:: Problem requirements ::
According to the portrait catalog entry, which role did Mary Darby play at Drury Lane at the age of 18?

:: Supplied passage ::
Called Mary Darby, Mrs Thomas Robinson, known as ‘Perdita’ (1758 - 1800)
William Owen, RA (Ludlow 1769 – London 1825)
Category
Art / Oil paintings
Date
circa 1792 - 1803 (exh RA)
Materials
Oil on canvas
Measurements
2000 x 1750 mm (98½ x 69 in)
Place of origin
England
Order this imageCollection
Petworth House and Park, West Sussex
NT 486132
Caption
Mary Darby, Mrs Thomas Robinson, was an actress, known as ‘Perdita’. At the age of 18, she appeared in Drury Lane as Juliet in Romeo and Juliet and instantly became famous. She then played Perdita in ‘A Winter’s Tale’, and in 1779 she was taken up by the Prince of Wales (later George IV) and became his mistress. Within three years he had abandoned her, and despite later becoming a famous hostess, writing poems and plays, she died destitute. If this picture does represent Mrs Robinson, it is possible, judging by her age, that it was painted some ten years before it was exhibited at the Royal Academy (1803) (where it was described simply as ‘Mrs Robinson’). It is true that the resemblance between this and the majority of accepted portraits of ‘Perdita’ is slight, but there does exist an engraving which bears similarities with the present portrait. Moreover the stance of the figure in this painting is on the theatrical side.

:: Material provided ::
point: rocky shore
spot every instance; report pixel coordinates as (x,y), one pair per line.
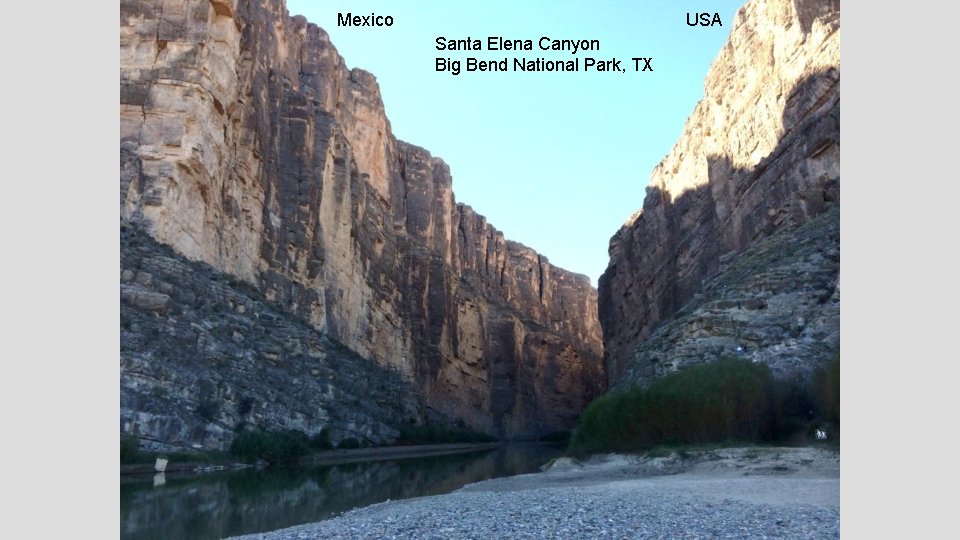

:: Written response ::
Juliet in Romeo and Juliet.